- [TASK]
All records should be reproduced verbatim.

[Contour labeling entries]
※ ※ ※

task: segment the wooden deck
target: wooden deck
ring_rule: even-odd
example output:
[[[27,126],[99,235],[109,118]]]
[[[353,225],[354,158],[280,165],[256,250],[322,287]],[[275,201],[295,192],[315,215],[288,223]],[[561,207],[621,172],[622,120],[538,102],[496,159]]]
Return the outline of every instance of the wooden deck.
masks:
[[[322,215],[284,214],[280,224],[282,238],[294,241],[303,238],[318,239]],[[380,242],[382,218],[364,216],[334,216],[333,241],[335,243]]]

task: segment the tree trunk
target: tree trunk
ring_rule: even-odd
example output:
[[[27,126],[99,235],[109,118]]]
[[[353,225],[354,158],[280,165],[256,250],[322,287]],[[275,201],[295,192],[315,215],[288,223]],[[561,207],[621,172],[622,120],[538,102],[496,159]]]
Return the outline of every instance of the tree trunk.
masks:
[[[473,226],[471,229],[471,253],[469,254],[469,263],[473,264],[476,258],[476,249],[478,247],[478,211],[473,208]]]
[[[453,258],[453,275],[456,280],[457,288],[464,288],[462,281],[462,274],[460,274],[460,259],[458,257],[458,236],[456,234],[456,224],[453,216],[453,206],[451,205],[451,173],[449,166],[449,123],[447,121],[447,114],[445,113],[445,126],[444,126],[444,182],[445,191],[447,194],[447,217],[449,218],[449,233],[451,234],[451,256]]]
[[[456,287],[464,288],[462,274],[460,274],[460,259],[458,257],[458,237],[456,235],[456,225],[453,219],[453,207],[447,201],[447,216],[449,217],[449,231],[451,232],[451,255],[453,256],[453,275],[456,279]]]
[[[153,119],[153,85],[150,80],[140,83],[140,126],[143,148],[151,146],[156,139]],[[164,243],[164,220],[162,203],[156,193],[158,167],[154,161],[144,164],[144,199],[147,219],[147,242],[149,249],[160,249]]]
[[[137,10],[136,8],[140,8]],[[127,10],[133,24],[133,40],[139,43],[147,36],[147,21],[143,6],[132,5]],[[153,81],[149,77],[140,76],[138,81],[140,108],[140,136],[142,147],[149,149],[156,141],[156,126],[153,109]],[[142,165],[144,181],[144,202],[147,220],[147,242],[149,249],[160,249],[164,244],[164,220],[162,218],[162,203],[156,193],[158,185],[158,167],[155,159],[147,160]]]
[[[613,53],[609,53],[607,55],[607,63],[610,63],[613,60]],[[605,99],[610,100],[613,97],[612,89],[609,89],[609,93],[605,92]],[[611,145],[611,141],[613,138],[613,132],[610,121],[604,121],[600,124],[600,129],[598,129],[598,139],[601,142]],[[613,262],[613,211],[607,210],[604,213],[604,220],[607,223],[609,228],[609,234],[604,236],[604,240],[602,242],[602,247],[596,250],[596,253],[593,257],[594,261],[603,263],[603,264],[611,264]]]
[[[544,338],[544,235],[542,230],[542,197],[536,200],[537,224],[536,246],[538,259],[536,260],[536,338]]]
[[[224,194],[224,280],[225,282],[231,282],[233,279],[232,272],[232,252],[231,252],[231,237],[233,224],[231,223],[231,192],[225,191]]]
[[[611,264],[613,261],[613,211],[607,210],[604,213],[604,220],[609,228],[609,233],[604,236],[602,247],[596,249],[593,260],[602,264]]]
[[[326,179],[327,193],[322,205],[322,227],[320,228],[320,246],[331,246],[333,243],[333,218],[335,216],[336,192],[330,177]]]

※ ※ ※

- [ANSWER BELOW]
task: segment the wooden deck
target: wooden deck
ring_rule: even-odd
example output:
[[[27,126],[99,235],[109,118]]]
[[[353,225],[354,158],[280,165],[256,250],[322,287]],[[275,201],[295,192],[315,215],[288,223]],[[561,207],[621,172],[622,120],[538,102],[496,159]]]
Return the outline of every instance of the wooden deck.
masks:
[[[322,215],[284,214],[280,224],[282,238],[294,241],[303,238],[318,239]],[[380,242],[382,218],[364,216],[334,216],[333,241],[335,243]]]

task: segment the tree trunk
target: tree trunk
ring_rule: even-odd
example output:
[[[27,126],[99,235],[109,118]]]
[[[353,225],[354,158],[280,165],[256,250],[322,287]],[[275,201],[295,192],[315,215],[288,223]],[[561,207],[621,172],[622,120],[538,102],[496,159]]]
Return the outline of every instance of the tree trunk.
masks:
[[[473,226],[471,229],[471,253],[469,254],[469,263],[473,264],[476,258],[476,249],[478,247],[478,211],[473,208]]]
[[[453,258],[453,275],[456,280],[457,288],[464,288],[462,281],[462,274],[460,274],[460,259],[458,257],[458,236],[456,234],[456,224],[453,216],[453,206],[451,205],[451,173],[449,166],[449,123],[447,121],[447,114],[445,113],[445,126],[444,126],[444,182],[445,191],[447,194],[447,217],[449,218],[449,233],[451,234],[451,256]]]
[[[456,287],[464,288],[462,274],[460,274],[460,259],[458,257],[458,237],[456,235],[456,225],[453,219],[453,207],[447,201],[447,216],[449,217],[449,231],[451,232],[451,255],[453,256],[453,275],[456,279]]]
[[[153,119],[153,85],[150,80],[140,83],[140,126],[143,148],[151,146],[156,139]],[[164,243],[164,220],[162,203],[156,193],[158,167],[154,161],[144,164],[144,199],[147,219],[147,242],[149,249],[160,249]]]
[[[137,10],[136,8],[140,8]],[[127,10],[133,24],[133,40],[139,43],[147,36],[147,21],[143,6],[132,5]],[[153,81],[149,77],[140,76],[138,81],[140,108],[140,136],[142,147],[149,149],[156,141],[156,126],[153,109]],[[142,165],[144,181],[144,202],[147,220],[147,242],[149,249],[160,249],[164,244],[164,220],[162,218],[162,203],[156,193],[158,185],[158,167],[155,159],[147,160]]]
[[[613,53],[609,53],[607,55],[607,63],[610,63],[613,60]],[[605,99],[610,100],[613,97],[612,89],[609,89],[609,93],[605,92]],[[611,145],[611,141],[613,138],[613,132],[610,121],[604,121],[600,124],[600,129],[598,129],[598,139],[601,142]],[[613,262],[613,211],[607,210],[604,213],[604,220],[607,223],[609,228],[609,234],[604,236],[604,240],[602,242],[602,247],[596,250],[596,253],[593,257],[594,261],[603,263],[603,264],[611,264]]]
[[[544,338],[544,235],[542,230],[542,197],[536,200],[537,224],[536,246],[538,259],[536,260],[536,338]]]
[[[224,194],[224,280],[225,282],[231,282],[233,279],[232,272],[232,252],[231,252],[231,237],[233,224],[231,223],[231,192],[225,191]]]
[[[611,264],[613,261],[613,211],[607,210],[604,213],[604,220],[609,228],[609,233],[604,236],[602,247],[596,249],[593,260],[602,264]]]
[[[326,179],[327,193],[322,205],[322,227],[320,228],[320,246],[331,246],[333,243],[333,218],[335,216],[336,192],[330,177]]]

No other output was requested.